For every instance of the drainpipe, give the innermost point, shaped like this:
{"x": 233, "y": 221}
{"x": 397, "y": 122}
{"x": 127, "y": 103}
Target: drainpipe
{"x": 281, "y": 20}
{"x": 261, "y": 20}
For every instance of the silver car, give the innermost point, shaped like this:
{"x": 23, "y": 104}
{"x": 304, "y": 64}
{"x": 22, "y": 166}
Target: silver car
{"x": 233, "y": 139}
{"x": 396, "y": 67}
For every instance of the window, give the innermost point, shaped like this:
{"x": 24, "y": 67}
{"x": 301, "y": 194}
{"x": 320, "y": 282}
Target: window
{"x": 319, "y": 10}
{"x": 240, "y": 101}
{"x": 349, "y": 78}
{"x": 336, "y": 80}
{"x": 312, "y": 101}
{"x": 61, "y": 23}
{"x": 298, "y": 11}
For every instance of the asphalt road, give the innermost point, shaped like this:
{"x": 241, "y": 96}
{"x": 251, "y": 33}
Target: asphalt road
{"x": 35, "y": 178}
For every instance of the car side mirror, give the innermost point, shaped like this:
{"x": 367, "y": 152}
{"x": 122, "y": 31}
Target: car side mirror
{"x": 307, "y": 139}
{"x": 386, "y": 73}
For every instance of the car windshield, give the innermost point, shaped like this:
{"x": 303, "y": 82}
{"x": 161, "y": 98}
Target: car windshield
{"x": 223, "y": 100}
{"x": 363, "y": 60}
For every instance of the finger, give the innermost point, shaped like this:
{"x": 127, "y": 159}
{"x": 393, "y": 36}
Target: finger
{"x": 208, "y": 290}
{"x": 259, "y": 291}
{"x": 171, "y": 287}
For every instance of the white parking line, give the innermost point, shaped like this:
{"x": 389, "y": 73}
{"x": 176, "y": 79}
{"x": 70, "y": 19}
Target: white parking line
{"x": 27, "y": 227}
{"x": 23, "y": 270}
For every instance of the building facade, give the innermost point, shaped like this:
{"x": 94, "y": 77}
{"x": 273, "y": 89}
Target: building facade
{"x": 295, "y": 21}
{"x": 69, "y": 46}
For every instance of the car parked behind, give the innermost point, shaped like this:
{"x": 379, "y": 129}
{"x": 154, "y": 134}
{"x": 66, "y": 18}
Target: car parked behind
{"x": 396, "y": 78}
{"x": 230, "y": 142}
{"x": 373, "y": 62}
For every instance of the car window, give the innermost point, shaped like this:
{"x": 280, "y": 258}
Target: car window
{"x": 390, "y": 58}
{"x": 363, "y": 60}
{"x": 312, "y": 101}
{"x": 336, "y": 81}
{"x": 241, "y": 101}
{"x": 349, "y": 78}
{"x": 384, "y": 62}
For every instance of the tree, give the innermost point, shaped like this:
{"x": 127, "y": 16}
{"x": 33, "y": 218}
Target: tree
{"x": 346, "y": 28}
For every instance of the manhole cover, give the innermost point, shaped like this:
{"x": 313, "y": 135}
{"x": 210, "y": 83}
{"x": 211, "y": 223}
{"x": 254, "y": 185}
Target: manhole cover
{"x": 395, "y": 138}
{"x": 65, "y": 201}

____________

Copy out every row above, reproducing each line word for word with nothing added or changed.

For every instance of the drainpipe, give the innermost point, shaped like this:
{"x": 233, "y": 221}
{"x": 397, "y": 122}
{"x": 127, "y": 103}
Target: drainpipe
{"x": 281, "y": 20}
{"x": 261, "y": 20}
For every instance of the silver car, give the innermost point, shaped like this:
{"x": 23, "y": 104}
{"x": 304, "y": 64}
{"x": 22, "y": 166}
Target: silver car
{"x": 233, "y": 139}
{"x": 396, "y": 67}
For every instance of the window, give the innermost point, shaped like this:
{"x": 24, "y": 67}
{"x": 301, "y": 194}
{"x": 320, "y": 282}
Target: window
{"x": 319, "y": 10}
{"x": 240, "y": 101}
{"x": 349, "y": 78}
{"x": 336, "y": 80}
{"x": 312, "y": 101}
{"x": 61, "y": 23}
{"x": 298, "y": 11}
For every instance of the asphalt road, give the innermost point, shaped like this:
{"x": 241, "y": 96}
{"x": 251, "y": 33}
Target: asphalt road
{"x": 35, "y": 178}
For every instance of the car side mirror, give the innermost point, shaped like this:
{"x": 367, "y": 152}
{"x": 122, "y": 31}
Target: car side mirror
{"x": 307, "y": 139}
{"x": 386, "y": 73}
For every instance of the car windshield, give the innermost point, shaped like this:
{"x": 303, "y": 82}
{"x": 161, "y": 98}
Target: car windshield
{"x": 223, "y": 100}
{"x": 363, "y": 60}
For every instance of the finger, give the innermost point, shaped like this:
{"x": 127, "y": 159}
{"x": 393, "y": 36}
Target: finger
{"x": 208, "y": 290}
{"x": 259, "y": 291}
{"x": 171, "y": 287}
For every instance of the white parking line, give the innermost point, shaped like this:
{"x": 389, "y": 73}
{"x": 176, "y": 79}
{"x": 70, "y": 19}
Target: white parking line
{"x": 27, "y": 227}
{"x": 23, "y": 270}
For every instance of the building facade, give the innermost point, shaped like this:
{"x": 94, "y": 77}
{"x": 273, "y": 89}
Target: building facade
{"x": 295, "y": 21}
{"x": 69, "y": 46}
For every instance of the car parked behind, give the innermost point, shaped like this:
{"x": 379, "y": 129}
{"x": 154, "y": 134}
{"x": 66, "y": 18}
Target: car parked behind
{"x": 396, "y": 78}
{"x": 230, "y": 142}
{"x": 373, "y": 62}
For every instance of the car window, give the innermost point, shaped like this:
{"x": 280, "y": 258}
Target: car window
{"x": 390, "y": 58}
{"x": 363, "y": 60}
{"x": 312, "y": 101}
{"x": 336, "y": 81}
{"x": 241, "y": 101}
{"x": 349, "y": 78}
{"x": 384, "y": 62}
For every instance of the tree, give the innermost point, shaped like this:
{"x": 127, "y": 16}
{"x": 33, "y": 218}
Target: tree
{"x": 346, "y": 28}
For every instance of the manhole cover, give the innermost point, shaped like this:
{"x": 313, "y": 135}
{"x": 210, "y": 83}
{"x": 211, "y": 223}
{"x": 254, "y": 185}
Target: manhole cover
{"x": 395, "y": 138}
{"x": 65, "y": 201}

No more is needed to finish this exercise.